------ Material for this task ------

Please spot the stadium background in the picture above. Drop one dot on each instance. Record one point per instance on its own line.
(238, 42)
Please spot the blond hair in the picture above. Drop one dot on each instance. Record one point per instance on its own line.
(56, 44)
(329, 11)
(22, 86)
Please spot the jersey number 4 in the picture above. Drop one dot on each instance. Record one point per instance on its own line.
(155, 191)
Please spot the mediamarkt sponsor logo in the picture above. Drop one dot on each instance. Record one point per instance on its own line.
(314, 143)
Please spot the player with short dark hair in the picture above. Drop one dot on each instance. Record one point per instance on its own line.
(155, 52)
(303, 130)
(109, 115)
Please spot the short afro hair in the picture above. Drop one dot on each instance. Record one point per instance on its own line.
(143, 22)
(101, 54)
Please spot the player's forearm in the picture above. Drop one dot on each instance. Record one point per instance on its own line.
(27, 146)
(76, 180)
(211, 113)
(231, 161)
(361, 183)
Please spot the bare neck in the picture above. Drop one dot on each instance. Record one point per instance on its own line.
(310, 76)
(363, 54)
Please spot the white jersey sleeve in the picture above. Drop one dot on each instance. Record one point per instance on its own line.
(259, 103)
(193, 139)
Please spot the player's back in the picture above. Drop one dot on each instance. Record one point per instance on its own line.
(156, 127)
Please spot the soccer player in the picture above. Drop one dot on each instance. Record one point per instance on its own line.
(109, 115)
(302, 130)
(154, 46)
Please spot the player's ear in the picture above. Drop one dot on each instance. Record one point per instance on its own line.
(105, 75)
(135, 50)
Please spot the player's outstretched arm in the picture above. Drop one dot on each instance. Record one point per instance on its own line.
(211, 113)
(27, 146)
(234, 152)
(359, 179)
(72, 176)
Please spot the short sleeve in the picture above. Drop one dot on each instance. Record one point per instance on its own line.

------

▶ _Exercise task_:
Rewrite the part of the data above that opens with the line containing "Please spot the short afro" and closes at the end of the data, replacing "Drop" with "Place" and leaving everything else unchanged.

▶ _Result of this exercise_:
Please spot the short afro hair in the picture above. Place one dot on each instance. Record one point per instance on its own line.
(143, 22)
(101, 54)
Please spot the player's forearm in the picture above. Place one dot on each instance. Record one point per instance on its own line.
(27, 146)
(76, 180)
(211, 113)
(231, 161)
(361, 183)
Please spot the bare neck in the picture above. Place one dot on each instance. Record one point per instance on its own line.
(310, 76)
(363, 54)
Please spot the white jersey sleeve in the picture above. Place one dot on each instance. Record one point per instance on its own line.
(259, 103)
(193, 139)
Please spot the player's back in the picture above. Place one dot on each instance. Record one point per instance on its own line.
(156, 127)
Please spot the soccer player in the picture above. Place one dot on each instance. Record one point per instance on its own line.
(109, 115)
(302, 130)
(154, 46)
Please spot the player's ear in the picture above. Place one dot on each instance. Record one point per instance on its own line.
(105, 75)
(135, 50)
Please spot the player's outstretched arm in the picture above. Place one dot on each instance. Record one point per instance on its own line.
(211, 113)
(27, 146)
(234, 152)
(359, 179)
(72, 176)
Please spot the short sleeve in the picture above. Place one dot on each instance. Record one point per instance on its own line.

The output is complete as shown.